[EXTRACTED TEXT]:
═══

Sure, because the Type II acromion was an incidental finding and not the true cause of her pain. You mention chiropractic adjustment. Did she have a single adjustment or was she treated multiple times? What kind of examination protocol did she go through to detmermine if the pain she was feeling was myofascial or joint related?
Possibilities could include that the pain is visceral and referred from another source, the wrong musculoskeletal structures were addressed, not enough time was given to adequately affect change, the aggravating activities were not stopped and the correction provided was not allowed to affect change, etc.

═══

[EXERCISE DATA]:
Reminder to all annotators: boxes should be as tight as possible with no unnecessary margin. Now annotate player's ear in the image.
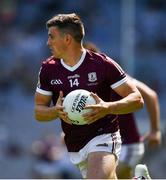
[65,34,72,44]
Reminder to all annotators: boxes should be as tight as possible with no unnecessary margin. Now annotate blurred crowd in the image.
[0,0,166,178]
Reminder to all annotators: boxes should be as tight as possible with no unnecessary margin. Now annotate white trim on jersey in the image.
[36,87,52,96]
[111,77,128,89]
[61,49,86,72]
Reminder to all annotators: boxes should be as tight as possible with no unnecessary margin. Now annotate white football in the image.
[63,89,96,125]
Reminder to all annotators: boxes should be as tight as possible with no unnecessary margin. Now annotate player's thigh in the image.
[87,151,117,179]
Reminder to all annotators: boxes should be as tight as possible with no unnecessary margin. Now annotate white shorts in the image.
[69,131,121,178]
[119,142,145,167]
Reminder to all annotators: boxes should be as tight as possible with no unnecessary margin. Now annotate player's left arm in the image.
[84,79,144,123]
[133,79,161,146]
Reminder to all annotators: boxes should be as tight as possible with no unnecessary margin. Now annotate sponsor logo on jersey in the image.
[50,79,63,85]
[88,72,97,82]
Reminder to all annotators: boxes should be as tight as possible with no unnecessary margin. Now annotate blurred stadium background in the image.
[0,0,166,179]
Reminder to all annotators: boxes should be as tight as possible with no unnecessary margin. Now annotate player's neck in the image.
[63,47,84,67]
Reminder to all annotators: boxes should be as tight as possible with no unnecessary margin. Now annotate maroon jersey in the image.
[36,50,127,152]
[111,93,140,144]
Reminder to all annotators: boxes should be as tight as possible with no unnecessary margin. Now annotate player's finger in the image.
[91,92,101,104]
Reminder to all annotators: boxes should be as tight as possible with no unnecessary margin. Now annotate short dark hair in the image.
[46,13,85,42]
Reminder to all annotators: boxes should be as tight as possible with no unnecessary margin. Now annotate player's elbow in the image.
[34,107,44,121]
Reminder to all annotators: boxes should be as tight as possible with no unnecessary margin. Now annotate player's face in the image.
[47,27,65,58]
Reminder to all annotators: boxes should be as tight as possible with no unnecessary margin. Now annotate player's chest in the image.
[49,70,103,92]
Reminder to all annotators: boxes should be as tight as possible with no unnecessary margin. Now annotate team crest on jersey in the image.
[88,72,97,82]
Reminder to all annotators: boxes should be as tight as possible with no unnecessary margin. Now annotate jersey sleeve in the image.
[36,64,52,96]
[106,57,127,89]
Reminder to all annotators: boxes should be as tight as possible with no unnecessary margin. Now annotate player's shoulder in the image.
[42,56,59,66]
[87,50,114,62]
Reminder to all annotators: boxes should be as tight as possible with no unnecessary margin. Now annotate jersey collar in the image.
[61,49,86,71]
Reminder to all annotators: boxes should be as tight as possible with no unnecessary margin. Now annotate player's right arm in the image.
[134,79,161,146]
[34,92,66,121]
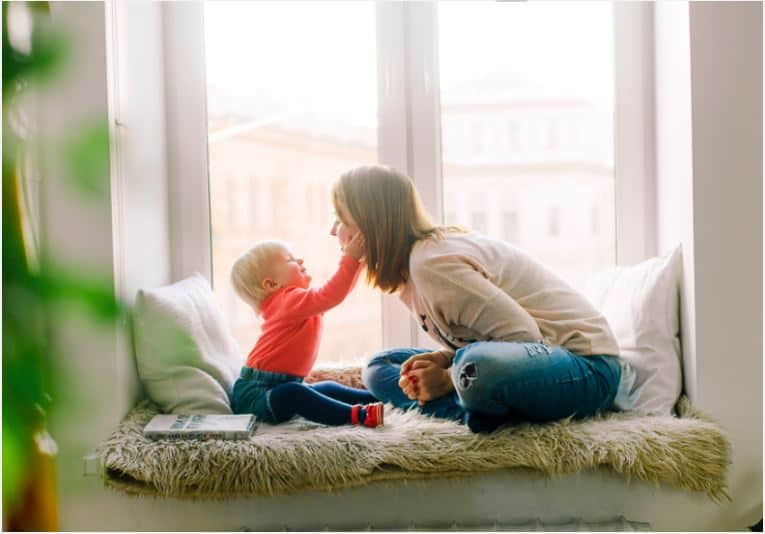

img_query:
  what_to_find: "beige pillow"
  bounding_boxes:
[584,245,683,415]
[133,274,244,414]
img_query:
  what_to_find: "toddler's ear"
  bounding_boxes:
[261,278,277,289]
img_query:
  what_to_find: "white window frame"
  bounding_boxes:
[162,2,657,348]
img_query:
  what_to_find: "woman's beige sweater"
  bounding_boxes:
[400,232,619,355]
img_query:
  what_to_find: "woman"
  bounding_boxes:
[331,166,634,432]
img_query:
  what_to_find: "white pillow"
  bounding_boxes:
[133,274,243,414]
[585,245,683,415]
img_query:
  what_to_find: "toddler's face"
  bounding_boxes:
[271,249,311,289]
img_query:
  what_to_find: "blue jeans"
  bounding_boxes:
[362,341,621,428]
[231,367,377,425]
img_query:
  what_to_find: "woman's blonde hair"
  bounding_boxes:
[231,240,290,313]
[332,165,461,293]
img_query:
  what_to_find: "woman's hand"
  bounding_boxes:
[398,351,454,405]
[342,232,364,261]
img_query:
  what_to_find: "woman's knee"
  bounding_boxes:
[450,342,528,413]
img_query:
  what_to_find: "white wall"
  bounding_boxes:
[656,2,763,529]
[40,2,170,530]
[39,2,122,508]
[105,1,170,413]
[690,2,762,526]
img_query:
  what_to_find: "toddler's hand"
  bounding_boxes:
[343,232,364,261]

═══

[REQUIRED WORK]:
**1)** Answer these from the acromion passage:
(a) What does the writer say the Type II acromion was?
(b) What kind of treatment does the writer mention she received?
(c) What is the first possibility listed?
**2)** Sum up the acromion passage in two sentences.
**3)** Continue the acromion passage from where it stops.

[EXERCISE ANSWERS]:
**1)**
(a) An incidental finding and not the true cause of her pain.
(b) Chiropractic adjustment.
(c) That the pain is visceral and referred from another source.

**2)** The writer says the Type II acromion was an incidental finding, not the true cause of her pain, and asks whether she had one chiropractic adjustment or several and how it was decided whether her pain was myofascial or joint related. The writer then lists possibilities: the pain may be visceral and referred from another source, the wrong musculoskeletal structures may have been addressed, too little time may have been given, or the aggravating activities may not have been stopped to let the correction take effect.

**3)**
Just a side note, pinched nerves do not cause pain. Pinched nerves cause a loss of function to that nerve which will produce numbness, tingling, muscle weakness & atrophy, etc. Nerve irritation which causes overactivity of the nociceptors (pain receptors) can manifest as pain due to heightened sensory afferentation. So, the pain receptor nerve is at a higher chemical activity level which makes it easier to fire and once it fires enough, chronic pain has set in causing the nerve to fire automatically. It's kind of like a training response for the nervous system.
Your client is in pain because there is something that is causing those sensory nerves to fire more than she should. The massage therapist and chiropractor either didn't treat the cause or the aggravating factor was not determined and addressed. She needs a better examination.